> [Exercise objective]: Write each line exactly, from the line that holds "Could you please mark the grassy" through the final line of the material, and no other line.

(Point labeling examples)
══════

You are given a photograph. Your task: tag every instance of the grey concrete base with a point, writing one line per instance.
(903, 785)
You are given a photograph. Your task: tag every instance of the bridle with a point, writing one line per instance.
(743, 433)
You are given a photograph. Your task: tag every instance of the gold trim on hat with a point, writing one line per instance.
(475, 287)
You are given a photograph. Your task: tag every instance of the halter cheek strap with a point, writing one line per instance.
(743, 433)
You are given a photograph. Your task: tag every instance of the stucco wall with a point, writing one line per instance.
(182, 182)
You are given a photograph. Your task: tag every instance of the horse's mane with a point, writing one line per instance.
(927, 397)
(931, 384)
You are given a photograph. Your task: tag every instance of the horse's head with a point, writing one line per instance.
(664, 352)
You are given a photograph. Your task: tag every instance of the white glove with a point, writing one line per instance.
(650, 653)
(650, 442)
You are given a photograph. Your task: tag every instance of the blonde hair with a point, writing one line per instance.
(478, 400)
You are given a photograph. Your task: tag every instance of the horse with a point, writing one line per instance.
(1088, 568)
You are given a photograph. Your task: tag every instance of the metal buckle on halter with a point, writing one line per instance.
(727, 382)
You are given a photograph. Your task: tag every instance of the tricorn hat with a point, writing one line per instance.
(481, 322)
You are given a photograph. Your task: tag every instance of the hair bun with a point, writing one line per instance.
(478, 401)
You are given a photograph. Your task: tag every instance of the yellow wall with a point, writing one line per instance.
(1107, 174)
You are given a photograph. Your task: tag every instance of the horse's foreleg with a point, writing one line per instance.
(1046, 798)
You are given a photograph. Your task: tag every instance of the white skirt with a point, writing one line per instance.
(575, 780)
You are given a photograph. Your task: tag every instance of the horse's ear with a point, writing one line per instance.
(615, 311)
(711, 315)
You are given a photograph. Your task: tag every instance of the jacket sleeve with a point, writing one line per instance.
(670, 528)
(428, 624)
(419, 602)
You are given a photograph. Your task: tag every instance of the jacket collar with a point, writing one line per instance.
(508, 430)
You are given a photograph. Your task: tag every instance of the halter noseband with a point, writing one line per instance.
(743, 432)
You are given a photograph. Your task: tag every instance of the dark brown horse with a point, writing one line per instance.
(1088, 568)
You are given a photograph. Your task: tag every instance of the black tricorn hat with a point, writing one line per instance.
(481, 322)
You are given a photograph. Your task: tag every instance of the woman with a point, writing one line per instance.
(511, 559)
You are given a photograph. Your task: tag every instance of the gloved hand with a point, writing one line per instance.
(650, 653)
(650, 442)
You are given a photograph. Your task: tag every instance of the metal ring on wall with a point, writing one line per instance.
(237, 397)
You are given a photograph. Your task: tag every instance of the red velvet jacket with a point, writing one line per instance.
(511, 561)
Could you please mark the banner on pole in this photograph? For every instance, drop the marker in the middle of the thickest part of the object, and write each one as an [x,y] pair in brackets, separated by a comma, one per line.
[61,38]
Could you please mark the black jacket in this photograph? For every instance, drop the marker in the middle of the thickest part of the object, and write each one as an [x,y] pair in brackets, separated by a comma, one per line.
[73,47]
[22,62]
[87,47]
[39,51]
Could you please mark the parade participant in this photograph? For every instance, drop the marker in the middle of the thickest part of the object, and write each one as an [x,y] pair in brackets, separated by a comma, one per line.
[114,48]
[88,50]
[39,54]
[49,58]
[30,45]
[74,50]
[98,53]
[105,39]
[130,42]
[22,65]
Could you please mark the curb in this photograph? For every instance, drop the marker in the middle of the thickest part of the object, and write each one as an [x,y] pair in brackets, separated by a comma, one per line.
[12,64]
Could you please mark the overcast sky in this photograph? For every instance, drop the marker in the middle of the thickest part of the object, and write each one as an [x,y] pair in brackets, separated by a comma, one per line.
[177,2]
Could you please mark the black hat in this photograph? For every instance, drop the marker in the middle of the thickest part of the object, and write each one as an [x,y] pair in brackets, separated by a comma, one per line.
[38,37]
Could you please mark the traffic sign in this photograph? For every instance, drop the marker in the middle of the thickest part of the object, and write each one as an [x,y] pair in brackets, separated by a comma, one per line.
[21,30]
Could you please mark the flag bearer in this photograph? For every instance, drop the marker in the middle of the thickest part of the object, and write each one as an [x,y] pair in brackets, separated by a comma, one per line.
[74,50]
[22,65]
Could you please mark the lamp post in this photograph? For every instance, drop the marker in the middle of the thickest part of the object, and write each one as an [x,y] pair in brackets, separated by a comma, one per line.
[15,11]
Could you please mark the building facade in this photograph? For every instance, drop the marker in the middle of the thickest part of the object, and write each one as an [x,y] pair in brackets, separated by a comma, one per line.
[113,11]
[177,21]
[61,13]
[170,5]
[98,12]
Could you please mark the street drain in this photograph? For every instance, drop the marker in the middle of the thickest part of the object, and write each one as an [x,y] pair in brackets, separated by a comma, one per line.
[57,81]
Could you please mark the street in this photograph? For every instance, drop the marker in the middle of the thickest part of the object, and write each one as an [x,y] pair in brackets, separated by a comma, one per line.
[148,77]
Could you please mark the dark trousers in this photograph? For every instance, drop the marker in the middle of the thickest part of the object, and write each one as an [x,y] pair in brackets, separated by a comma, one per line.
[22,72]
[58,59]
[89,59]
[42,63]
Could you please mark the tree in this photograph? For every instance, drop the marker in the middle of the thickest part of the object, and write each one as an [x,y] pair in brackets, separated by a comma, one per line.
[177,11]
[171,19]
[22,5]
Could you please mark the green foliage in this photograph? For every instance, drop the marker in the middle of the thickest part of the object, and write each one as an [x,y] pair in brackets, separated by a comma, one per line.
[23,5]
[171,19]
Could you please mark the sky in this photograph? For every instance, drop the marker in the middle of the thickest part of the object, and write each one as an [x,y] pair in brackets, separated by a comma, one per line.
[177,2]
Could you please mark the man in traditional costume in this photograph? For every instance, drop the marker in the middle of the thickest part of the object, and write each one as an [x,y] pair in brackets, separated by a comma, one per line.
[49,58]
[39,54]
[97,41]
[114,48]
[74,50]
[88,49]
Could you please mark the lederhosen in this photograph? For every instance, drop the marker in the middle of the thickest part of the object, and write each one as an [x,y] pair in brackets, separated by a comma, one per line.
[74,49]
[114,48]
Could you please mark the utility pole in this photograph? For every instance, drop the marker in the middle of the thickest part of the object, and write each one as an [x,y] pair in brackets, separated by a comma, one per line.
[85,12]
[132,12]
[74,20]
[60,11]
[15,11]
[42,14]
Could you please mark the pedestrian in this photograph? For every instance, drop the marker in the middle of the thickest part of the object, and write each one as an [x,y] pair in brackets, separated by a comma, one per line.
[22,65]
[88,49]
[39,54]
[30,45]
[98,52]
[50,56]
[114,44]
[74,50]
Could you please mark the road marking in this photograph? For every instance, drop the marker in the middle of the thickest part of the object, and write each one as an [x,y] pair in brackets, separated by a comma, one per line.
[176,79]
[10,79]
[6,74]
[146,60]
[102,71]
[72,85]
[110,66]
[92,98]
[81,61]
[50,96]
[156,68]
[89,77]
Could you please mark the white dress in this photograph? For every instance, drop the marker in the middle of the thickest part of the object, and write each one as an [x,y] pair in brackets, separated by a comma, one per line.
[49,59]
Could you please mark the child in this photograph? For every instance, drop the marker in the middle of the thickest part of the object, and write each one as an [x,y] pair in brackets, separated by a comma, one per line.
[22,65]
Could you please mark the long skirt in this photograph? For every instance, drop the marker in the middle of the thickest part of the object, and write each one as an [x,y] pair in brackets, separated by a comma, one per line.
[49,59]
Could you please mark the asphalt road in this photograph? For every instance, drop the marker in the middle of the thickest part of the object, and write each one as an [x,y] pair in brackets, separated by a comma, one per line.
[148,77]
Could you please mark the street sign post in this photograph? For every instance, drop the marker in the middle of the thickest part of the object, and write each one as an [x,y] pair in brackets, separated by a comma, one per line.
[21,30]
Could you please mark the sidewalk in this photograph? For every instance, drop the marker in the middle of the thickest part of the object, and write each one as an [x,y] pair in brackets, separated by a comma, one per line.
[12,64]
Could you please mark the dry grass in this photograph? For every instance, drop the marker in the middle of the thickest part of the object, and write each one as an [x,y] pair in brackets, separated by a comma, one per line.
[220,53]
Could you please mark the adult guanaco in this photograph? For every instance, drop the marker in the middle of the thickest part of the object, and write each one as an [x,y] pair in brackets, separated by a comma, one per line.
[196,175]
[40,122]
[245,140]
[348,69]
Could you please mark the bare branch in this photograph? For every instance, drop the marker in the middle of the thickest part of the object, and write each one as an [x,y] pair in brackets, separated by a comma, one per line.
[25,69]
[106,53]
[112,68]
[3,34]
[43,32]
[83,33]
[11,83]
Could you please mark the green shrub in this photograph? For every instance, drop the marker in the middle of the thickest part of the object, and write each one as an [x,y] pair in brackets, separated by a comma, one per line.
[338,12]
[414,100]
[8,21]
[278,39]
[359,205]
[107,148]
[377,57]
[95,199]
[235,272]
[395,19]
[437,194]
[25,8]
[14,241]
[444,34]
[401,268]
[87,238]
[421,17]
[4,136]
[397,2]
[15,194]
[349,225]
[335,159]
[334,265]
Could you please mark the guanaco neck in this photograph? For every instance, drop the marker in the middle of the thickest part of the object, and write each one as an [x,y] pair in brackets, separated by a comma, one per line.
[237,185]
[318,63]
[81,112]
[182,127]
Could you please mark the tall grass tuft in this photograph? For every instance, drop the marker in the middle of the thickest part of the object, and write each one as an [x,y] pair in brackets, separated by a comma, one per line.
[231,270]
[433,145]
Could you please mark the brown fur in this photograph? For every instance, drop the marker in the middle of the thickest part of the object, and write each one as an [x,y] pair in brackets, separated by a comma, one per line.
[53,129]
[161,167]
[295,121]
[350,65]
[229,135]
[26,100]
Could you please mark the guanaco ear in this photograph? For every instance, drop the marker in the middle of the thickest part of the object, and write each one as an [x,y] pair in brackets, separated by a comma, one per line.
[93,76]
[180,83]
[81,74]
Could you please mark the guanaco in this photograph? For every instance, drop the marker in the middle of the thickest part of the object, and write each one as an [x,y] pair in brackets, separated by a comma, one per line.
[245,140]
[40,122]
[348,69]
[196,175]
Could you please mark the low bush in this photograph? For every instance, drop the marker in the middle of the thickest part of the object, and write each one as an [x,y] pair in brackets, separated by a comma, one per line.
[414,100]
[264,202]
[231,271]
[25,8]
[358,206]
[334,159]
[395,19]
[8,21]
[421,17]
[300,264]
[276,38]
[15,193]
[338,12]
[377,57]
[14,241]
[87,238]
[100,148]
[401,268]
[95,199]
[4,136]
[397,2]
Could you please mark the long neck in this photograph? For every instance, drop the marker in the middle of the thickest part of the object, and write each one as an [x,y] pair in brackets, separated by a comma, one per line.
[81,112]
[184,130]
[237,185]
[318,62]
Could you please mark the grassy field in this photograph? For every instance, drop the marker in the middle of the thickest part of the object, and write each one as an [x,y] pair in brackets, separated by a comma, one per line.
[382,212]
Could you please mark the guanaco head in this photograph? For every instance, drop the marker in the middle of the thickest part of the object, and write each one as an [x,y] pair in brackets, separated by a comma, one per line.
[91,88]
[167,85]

══════

> [Full response]:
Could you please mark the grassy field in this photograph? For every instance, drop the marker in the middle of the thickest part of the object, and write each one as an [x,y] pair in brackets, separated by a comma, one per line.
[382,212]
Could you please mark the guanaco head in this photograph? For every instance, drop the marker in the middle of the thickest part of the object, and write each one as an [x,y] pair in brackets, separated by a comma, one per line.
[91,88]
[167,85]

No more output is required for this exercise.